Picture annotation lines:
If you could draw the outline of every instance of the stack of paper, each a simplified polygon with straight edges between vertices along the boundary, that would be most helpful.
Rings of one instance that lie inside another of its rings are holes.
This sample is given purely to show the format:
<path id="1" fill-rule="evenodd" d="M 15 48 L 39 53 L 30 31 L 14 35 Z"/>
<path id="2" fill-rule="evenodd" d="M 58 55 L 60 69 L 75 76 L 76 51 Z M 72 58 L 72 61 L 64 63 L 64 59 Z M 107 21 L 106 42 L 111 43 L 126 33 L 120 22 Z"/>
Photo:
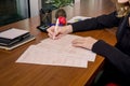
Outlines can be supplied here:
<path id="1" fill-rule="evenodd" d="M 87 68 L 88 61 L 94 61 L 95 54 L 74 47 L 72 41 L 77 38 L 81 37 L 67 34 L 58 40 L 46 39 L 29 46 L 16 62 Z"/>
<path id="2" fill-rule="evenodd" d="M 34 39 L 35 37 L 27 30 L 11 28 L 0 32 L 0 48 L 13 49 Z"/>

### Requirements:
Can you turn the lines above into a two-column CSV with the columns "prompt" and "response"? Give one row per line, with its text and its answer each in a single quoted field, line breaks replaced by spaces, and the pictures left out.

### Solution for this task:
prompt,response
"If you could draw the outline of every instance of the stack of paper, each a simplified polygon with straight edges between vertices along the boundary, that would be most helpful. Rings of one instance that lie inside another of its rings are holes. This sample is given purely to show the format: <path id=""1"" fill-rule=""evenodd"" d=""M 15 48 L 39 53 L 30 31 L 14 35 Z""/> <path id=""2"" fill-rule=""evenodd"" d=""M 58 55 L 60 69 L 75 76 L 76 51 Z M 72 58 L 72 61 L 64 63 L 64 59 Z M 107 21 L 106 42 L 111 43 L 126 33 L 120 22 Z""/> Photo: Outlines can be supplied here:","<path id=""1"" fill-rule=""evenodd"" d=""M 87 68 L 88 61 L 94 61 L 95 54 L 74 47 L 72 41 L 77 38 L 81 37 L 67 34 L 58 40 L 46 39 L 29 46 L 16 62 Z""/> <path id=""2"" fill-rule=""evenodd"" d=""M 34 39 L 35 37 L 27 30 L 11 28 L 0 32 L 0 48 L 13 49 Z""/>"